— ENTRIES SUPPLIED —
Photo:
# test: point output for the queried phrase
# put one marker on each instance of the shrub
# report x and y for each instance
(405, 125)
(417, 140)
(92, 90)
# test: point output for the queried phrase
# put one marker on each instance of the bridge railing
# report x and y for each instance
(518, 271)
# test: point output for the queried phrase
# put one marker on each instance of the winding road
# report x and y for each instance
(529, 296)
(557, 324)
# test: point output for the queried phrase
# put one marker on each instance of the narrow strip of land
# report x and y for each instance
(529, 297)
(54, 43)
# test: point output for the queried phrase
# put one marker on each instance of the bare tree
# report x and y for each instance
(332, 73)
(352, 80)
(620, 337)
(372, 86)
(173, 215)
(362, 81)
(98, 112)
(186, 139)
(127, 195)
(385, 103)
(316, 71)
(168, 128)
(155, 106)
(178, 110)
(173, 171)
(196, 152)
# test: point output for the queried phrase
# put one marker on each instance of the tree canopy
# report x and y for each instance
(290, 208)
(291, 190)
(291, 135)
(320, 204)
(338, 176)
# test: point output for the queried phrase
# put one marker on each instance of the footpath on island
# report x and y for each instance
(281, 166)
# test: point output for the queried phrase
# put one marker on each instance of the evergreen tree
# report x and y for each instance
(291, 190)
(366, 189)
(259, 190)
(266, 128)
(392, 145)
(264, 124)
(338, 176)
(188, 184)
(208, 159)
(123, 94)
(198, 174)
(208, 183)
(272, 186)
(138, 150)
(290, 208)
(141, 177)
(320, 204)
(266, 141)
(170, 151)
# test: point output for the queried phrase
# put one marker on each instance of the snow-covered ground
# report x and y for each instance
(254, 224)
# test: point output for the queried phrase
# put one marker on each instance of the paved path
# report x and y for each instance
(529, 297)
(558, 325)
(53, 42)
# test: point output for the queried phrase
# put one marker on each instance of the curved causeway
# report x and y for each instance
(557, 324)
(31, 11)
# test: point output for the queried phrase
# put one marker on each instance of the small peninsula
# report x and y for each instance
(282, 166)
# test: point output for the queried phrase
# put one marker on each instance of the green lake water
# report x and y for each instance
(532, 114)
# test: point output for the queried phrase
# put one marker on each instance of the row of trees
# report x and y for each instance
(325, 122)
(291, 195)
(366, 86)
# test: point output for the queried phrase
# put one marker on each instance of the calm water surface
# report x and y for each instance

— PROBLEM TO SOLVE —
Could you return the complete set of entries exactly?

— EXERCISE RESPONSE —
Photo:
# test: point output for the queried phrase
# put one marker on each instance of the shrub
# report x and y for each instance
(405, 125)
(417, 140)
(92, 90)
# test: point output for the queried phrase
# put one marker on each instance of the bridge railing
# report x and y for each instance
(518, 271)
# test: point output for the queried phrase
# put one marker on each instance of the winding road
# report x and y for each instance
(529, 296)
(557, 324)
# test: point output for the queried phrase
# put one marker on each instance of the narrow strip of land
# report x and y for each instance
(529, 297)
(54, 43)
# test: point output for the queried phrase
# put one marker on each instance of the bare tree
# report x and y for each instance
(332, 73)
(352, 80)
(620, 337)
(372, 86)
(173, 215)
(362, 81)
(98, 112)
(186, 139)
(127, 195)
(385, 103)
(316, 71)
(168, 128)
(155, 106)
(178, 110)
(173, 171)
(196, 152)
# test: point output for the queried phrase
# put one marker on each instance of the tree canopy
# report x and y for each instance
(290, 208)
(291, 190)
(291, 135)
(320, 204)
(338, 176)
# test: point output for the queried phrase
# put one marker on each instance of the footpath on island
# report x and y for each instance
(281, 166)
# test: point output for the queried phrase
# put one marker on each instance of the evergreen tree
# report x and y for each instance
(291, 190)
(366, 189)
(259, 190)
(266, 128)
(392, 145)
(264, 124)
(338, 176)
(188, 184)
(208, 159)
(123, 94)
(198, 174)
(208, 183)
(272, 186)
(138, 150)
(290, 208)
(141, 177)
(320, 204)
(266, 141)
(170, 151)
# test: point output for the queried phrase
# put one marker on each instance of the snow-covered ground
# report x and y for each instance
(254, 224)
# test: point output for the queried phrase
# put one marker on each instance of the paved path
# report x and y for each instance
(529, 297)
(558, 325)
(53, 42)
# test: point output for the queried phrase
# put one marker on each instance of the curved causeway
# report x and y for each instance
(557, 324)
(31, 11)
# test: point output for the queried phrase
# put one marker on each instance of the small peninsula
# report x and y for each instance
(282, 166)
# test: point output for the queried phrase
# put one marker on each instance of the green lake water
# report x and y for each instance
(532, 114)
# test: point output for the queried phrase
# put one marker on each instance of the row of trees
# report x and y for each instance
(325, 122)
(291, 195)
(366, 86)
# test: point output for the queried phrase
# put one marker on each instance of the calm water surface
# report x and y for each instance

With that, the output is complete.